- Source text
....................
I was just wondering if you could share some color more so from an industry level on what you are seeing in the basin with respect to gas processing infrastructure and gas takeaway. And I'll leave it there, thank you..

Daniel Schooley

Thanks, Kashy. This is Dan Schooley again. From the processing capacity that we see in the midland basin and particularly connected to our production. We don't see that coming being constraint in the future. I think that what most people are concerned about right now is the residue gas capacity out of the greater Permian Basin.

And that we have we think a couple of things in our favor, one is we have Targa and Enlink as our two major purchasers on our acreage that have firm capacity for their residue gas production out of the basin.

We have been in contact with both of them that make sure that we understand that and feel pretty confident that they have managed their business in a way that's going to allow them to move all of the residue gas going through their plants.

So as the secondary protection, we talked about a little bit earlier the natural gas infrastructure that we have under LMS, we have the ability particularly on our corridors to offload substantial amount of natural gas from one purchaser to the other if one of the two has a significant issue.

Enlink in particular has access to not only WAHA, but they have access to the [KD Hub] (Ph). So, we do feel like we have a couple of layers of protection around the residue gas issue and we don’t anticipate having any significant curtailments or requirements that we flare gas that can’t be taken by our processors..

Randy Foutch

And just as a reminder, as Dan mentioned in his comments and as we've discussed previously when we put our gas derivatives in place, those are priced at WAHA and we have about 85% of our 2018 anticipated gas production that is protected against any change in WAHA Basins widely..

Operator

Thank you. Our next question comes from the line of Sameer Panjwani of Tudor Pickering Holt. Your line is open..
....................
- Dataset extract

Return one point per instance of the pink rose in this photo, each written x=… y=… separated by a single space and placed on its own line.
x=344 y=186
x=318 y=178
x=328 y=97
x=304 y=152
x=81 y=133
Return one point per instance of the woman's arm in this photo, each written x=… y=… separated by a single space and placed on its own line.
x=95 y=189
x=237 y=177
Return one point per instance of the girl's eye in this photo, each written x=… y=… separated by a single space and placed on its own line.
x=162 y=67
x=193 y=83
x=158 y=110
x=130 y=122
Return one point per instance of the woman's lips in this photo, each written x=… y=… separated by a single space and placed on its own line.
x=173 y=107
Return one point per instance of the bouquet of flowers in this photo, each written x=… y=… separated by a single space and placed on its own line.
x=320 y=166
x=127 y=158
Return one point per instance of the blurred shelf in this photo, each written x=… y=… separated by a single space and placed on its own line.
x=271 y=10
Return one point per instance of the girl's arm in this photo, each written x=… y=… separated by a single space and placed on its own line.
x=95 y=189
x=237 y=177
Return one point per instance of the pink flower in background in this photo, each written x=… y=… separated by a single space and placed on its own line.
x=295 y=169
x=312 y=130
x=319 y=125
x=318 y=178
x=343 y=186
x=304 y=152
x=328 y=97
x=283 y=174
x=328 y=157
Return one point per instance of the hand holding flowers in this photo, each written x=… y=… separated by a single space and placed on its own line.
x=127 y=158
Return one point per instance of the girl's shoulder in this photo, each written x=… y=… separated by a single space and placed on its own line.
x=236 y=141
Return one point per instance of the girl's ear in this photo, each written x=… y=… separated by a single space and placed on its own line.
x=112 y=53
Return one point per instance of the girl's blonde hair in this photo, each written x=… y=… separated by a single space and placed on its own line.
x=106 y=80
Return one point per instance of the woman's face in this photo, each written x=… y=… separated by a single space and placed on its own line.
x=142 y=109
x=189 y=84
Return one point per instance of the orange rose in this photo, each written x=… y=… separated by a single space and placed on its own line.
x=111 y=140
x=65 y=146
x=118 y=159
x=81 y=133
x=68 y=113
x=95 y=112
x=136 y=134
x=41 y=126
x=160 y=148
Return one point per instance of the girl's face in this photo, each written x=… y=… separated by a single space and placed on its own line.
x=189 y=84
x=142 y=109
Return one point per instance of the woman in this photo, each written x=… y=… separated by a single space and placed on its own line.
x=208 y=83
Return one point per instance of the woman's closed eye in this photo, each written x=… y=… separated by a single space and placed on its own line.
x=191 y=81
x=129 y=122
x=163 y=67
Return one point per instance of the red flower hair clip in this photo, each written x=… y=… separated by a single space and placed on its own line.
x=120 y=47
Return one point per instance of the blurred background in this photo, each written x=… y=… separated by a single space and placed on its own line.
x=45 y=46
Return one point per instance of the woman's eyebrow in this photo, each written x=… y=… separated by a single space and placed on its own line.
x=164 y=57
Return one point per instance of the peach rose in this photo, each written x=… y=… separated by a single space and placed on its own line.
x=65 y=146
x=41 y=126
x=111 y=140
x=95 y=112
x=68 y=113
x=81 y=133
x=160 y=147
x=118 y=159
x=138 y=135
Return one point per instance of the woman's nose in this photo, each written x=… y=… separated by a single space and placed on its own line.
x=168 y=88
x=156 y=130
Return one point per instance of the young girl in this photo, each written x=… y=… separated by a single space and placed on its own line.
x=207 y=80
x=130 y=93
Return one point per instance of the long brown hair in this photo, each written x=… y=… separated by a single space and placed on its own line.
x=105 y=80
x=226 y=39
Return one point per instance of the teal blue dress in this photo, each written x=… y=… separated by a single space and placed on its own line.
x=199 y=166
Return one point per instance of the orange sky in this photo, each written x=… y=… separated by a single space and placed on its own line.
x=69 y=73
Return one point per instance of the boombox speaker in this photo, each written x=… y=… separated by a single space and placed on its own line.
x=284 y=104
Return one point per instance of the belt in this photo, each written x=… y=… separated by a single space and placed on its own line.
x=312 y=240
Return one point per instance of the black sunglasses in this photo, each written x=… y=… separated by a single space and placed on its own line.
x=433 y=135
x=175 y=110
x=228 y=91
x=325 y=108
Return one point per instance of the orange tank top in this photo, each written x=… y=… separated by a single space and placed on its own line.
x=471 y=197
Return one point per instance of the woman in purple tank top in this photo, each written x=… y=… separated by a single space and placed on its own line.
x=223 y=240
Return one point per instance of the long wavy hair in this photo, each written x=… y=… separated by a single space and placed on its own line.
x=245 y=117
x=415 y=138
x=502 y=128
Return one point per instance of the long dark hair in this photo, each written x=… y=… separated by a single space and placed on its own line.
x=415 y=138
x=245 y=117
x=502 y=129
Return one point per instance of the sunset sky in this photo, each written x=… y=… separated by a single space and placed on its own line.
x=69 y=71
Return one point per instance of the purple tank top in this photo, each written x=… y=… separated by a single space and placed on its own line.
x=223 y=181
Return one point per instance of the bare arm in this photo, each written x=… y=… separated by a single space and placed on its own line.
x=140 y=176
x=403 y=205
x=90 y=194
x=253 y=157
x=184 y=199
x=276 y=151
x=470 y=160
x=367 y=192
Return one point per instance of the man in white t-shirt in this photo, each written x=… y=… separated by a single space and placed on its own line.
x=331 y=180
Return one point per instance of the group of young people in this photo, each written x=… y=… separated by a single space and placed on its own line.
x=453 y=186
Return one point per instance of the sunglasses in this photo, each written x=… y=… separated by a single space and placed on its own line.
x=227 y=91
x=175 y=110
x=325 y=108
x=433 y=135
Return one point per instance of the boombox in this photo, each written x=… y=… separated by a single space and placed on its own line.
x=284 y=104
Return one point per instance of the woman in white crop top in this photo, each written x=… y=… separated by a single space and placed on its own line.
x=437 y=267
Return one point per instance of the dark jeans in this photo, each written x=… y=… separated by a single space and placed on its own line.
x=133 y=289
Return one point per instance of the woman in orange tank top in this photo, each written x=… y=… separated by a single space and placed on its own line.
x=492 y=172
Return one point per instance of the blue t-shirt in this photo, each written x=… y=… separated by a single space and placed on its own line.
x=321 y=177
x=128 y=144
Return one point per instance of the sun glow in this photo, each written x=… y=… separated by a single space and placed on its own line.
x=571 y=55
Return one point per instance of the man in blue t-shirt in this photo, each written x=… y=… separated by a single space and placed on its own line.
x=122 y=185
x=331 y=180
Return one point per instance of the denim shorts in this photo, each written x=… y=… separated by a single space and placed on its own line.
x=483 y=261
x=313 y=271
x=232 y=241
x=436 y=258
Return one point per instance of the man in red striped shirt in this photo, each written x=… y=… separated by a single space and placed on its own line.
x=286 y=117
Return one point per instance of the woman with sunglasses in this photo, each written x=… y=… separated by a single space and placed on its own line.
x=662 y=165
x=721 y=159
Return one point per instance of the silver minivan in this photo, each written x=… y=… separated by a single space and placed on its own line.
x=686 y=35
....................
- Set exercise
Continue the earnings call transcript on Permian Basin gas processing and takeaway from its last line.

- Reply
Sameer Panjwani

Hey guys, good morning..

Randy Foutch

Good morning..

Daniel Schooley

Good morning..

Sameer Panjwani

So you have done a great job here of accelerating shareholders value between Medallion and the buyback program.

I’m just wondering what other opportunities are there within the portfolio to pull forward additional value particularly as you're moving to this tighter spacing profile, which significantly increases the drilling opportunity around the production corridors..

Randy Foutch

We think that we are just now coming into our own in terms of being able to really articulate what the production corridors do fully in terms of LOEs and the infrastructure spin that we spent.

So we kind of have a view that as we drill what we're currently - the number of rigs we are currently running plus some acceleration over the next few years, that’s a benefit that we keen and we anticipate enjoying different lower LOEs and binding costs.

We still have a little bit of acreage here and there that we are not going to get to anytime soon, it’s not in the area that we are currently acting, so they are there, but I think we are very much of the mind and that we are talking with that of behind us about acreage and I think there is an inventory that is exciting an economic and we can handle it.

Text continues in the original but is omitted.